**Given records**
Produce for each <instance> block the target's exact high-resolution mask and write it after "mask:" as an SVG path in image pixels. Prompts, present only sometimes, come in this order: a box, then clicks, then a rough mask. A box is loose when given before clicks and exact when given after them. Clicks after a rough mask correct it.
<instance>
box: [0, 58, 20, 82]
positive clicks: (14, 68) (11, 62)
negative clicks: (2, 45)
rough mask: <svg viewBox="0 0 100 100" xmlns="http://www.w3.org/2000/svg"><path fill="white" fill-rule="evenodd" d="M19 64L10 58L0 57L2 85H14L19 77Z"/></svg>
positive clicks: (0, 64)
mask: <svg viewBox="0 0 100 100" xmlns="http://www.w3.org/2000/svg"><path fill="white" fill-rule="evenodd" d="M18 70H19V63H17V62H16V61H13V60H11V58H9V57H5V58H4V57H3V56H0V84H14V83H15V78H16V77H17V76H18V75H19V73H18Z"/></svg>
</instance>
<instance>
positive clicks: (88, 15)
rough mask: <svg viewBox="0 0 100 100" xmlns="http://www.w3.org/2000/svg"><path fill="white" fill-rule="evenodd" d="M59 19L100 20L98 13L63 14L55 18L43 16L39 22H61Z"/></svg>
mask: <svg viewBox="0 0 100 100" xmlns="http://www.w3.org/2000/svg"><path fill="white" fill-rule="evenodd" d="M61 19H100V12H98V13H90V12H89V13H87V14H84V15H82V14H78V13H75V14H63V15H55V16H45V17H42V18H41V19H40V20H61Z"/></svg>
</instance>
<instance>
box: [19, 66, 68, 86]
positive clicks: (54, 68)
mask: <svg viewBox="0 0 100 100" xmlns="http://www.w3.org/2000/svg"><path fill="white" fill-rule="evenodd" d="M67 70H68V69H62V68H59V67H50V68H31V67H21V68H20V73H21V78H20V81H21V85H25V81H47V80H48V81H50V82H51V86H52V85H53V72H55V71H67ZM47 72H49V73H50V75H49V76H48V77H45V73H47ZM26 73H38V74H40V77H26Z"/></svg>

**What the exercise asks**
Copy out verbatim everything from the start of the items down to and including the line that contains "negative clicks: (2, 45)".

**Written answer**
Produce for each <instance> block the target's exact high-resolution mask and write it after "mask:" as an SVG path in image pixels. Prompts, present only sometimes, come in this order: a box, then clicks, then a rough mask. A box is loose when given before clicks and exact when given after them. Clicks after a rough mask correct it.
<instance>
box: [0, 58, 20, 82]
positive clicks: (14, 68) (11, 62)
negative clicks: (2, 45)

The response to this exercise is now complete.